-- begin SUPPLIED RECORDS --

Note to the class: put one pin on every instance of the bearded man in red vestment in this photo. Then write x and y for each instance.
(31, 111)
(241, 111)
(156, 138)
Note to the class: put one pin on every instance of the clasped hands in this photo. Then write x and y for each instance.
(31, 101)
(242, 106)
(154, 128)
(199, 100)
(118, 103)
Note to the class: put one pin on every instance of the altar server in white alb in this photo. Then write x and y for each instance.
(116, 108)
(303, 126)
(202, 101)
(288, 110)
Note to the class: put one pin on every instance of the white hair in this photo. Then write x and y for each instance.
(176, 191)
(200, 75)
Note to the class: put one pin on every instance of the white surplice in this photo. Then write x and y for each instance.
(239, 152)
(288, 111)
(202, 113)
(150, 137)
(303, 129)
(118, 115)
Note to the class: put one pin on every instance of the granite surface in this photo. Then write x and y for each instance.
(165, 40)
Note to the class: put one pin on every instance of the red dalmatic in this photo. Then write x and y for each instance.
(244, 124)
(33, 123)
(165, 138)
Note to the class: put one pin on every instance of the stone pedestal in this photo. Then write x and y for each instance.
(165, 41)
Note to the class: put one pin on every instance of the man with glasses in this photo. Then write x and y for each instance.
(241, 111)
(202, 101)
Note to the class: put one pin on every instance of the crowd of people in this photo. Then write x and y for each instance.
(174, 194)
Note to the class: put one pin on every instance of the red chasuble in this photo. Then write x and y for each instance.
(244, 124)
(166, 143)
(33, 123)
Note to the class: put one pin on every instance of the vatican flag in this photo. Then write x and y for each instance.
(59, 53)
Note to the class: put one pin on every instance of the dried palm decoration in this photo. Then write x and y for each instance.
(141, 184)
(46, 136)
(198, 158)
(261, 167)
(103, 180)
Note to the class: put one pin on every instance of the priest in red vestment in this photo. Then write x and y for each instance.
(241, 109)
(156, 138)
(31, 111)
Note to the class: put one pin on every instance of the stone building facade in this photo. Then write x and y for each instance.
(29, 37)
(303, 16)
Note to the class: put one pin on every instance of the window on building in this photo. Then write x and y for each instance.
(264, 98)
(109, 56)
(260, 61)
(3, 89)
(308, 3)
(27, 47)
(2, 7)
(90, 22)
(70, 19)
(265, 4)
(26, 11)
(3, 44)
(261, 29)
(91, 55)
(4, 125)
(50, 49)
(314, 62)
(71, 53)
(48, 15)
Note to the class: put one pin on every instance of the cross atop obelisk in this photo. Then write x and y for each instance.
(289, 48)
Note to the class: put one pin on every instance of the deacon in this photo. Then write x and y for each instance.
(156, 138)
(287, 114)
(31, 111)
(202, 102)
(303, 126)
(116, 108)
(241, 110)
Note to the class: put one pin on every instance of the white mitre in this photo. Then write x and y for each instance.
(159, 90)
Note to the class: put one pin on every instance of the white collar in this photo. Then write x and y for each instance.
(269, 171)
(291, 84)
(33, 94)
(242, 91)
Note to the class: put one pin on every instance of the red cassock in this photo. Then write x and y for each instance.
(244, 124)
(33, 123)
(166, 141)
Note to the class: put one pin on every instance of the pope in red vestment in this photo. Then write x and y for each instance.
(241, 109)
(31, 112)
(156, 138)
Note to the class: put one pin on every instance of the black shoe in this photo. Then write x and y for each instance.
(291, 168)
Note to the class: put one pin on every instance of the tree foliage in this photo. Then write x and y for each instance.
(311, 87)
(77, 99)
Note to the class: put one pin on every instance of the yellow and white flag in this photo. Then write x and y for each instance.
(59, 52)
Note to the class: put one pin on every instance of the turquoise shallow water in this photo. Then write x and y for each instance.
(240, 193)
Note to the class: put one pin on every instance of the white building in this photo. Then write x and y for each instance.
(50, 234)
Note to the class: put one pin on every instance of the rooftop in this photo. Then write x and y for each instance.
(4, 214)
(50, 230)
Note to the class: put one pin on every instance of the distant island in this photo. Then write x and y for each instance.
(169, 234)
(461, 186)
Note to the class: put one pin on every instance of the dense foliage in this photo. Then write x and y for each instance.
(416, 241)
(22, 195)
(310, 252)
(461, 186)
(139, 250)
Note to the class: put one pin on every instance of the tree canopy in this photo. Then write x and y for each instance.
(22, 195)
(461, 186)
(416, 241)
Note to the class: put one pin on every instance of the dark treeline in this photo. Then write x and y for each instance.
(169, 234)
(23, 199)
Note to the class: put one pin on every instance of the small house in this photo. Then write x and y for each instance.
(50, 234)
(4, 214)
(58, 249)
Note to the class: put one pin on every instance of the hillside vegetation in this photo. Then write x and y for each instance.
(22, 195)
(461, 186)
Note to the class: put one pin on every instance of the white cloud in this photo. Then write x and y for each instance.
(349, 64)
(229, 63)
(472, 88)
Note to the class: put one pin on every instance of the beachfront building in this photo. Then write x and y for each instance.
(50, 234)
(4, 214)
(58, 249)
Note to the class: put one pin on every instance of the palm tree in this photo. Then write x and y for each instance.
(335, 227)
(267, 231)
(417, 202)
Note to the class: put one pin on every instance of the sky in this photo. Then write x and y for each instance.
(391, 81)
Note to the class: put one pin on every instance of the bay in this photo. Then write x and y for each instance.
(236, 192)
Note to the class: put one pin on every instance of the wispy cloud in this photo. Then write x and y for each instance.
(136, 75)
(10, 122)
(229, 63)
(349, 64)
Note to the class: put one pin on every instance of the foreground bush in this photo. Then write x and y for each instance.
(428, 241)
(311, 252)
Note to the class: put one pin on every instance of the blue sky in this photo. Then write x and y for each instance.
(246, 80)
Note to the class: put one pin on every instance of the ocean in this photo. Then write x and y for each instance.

-- end SUPPLIED RECORDS --

→ **WHAT IS REQUIRED**:
Please reproduce word for word the part of the items that opens with the line containing "of the foreground" and continues through the end of the items, including both of those ends.

→ **RESPONSE TO THE TASK**:
Note to the class: put one pin on every instance of the foreground bush in this photo. Then write x and y for each instance.
(428, 241)
(311, 252)
Note to the class: put one pin on every instance of the blue sky in this photo. Then write x and y for each instance.
(246, 80)
Note to the class: put one pin on every instance of the ocean in this photo. Then write x and y for each instance.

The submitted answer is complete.